Data for the task:
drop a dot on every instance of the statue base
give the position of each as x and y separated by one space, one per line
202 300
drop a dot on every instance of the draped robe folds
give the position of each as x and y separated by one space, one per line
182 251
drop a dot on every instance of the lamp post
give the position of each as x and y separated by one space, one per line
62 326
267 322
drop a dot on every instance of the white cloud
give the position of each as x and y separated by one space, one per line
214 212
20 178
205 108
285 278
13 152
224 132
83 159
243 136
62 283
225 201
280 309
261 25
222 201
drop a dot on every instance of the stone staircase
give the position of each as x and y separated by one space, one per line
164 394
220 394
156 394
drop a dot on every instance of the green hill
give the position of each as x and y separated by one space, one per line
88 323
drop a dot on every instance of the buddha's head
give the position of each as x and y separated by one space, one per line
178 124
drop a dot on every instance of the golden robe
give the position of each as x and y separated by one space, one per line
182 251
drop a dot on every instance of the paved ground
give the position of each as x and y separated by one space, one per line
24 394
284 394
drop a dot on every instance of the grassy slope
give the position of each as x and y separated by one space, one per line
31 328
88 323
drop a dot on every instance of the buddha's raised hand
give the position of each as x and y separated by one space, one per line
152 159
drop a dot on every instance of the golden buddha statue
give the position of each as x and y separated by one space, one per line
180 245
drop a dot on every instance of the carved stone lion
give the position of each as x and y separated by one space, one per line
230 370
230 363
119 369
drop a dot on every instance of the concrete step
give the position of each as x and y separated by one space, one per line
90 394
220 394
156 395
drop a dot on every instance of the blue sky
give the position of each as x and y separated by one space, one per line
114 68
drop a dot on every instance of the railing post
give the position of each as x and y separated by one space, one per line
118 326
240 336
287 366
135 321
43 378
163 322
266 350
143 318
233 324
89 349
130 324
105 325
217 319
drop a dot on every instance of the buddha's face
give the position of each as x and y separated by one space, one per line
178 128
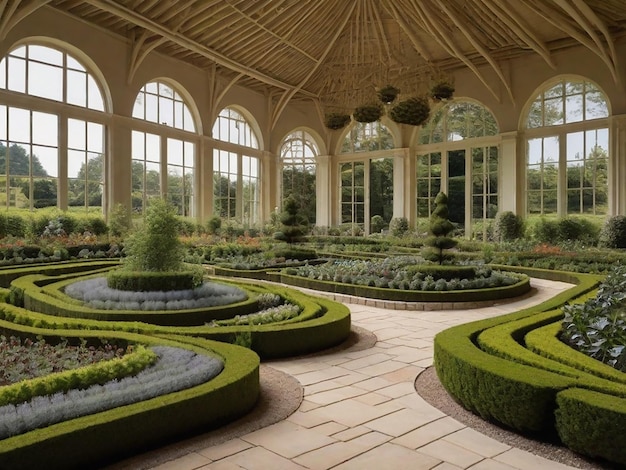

Task statement: Which lines in the records above contain the word "golden"? Copy each of them in full.

Response to the task:
drop a dot on every instance of the golden robe
drop a dot on every instance of the golden buddha statue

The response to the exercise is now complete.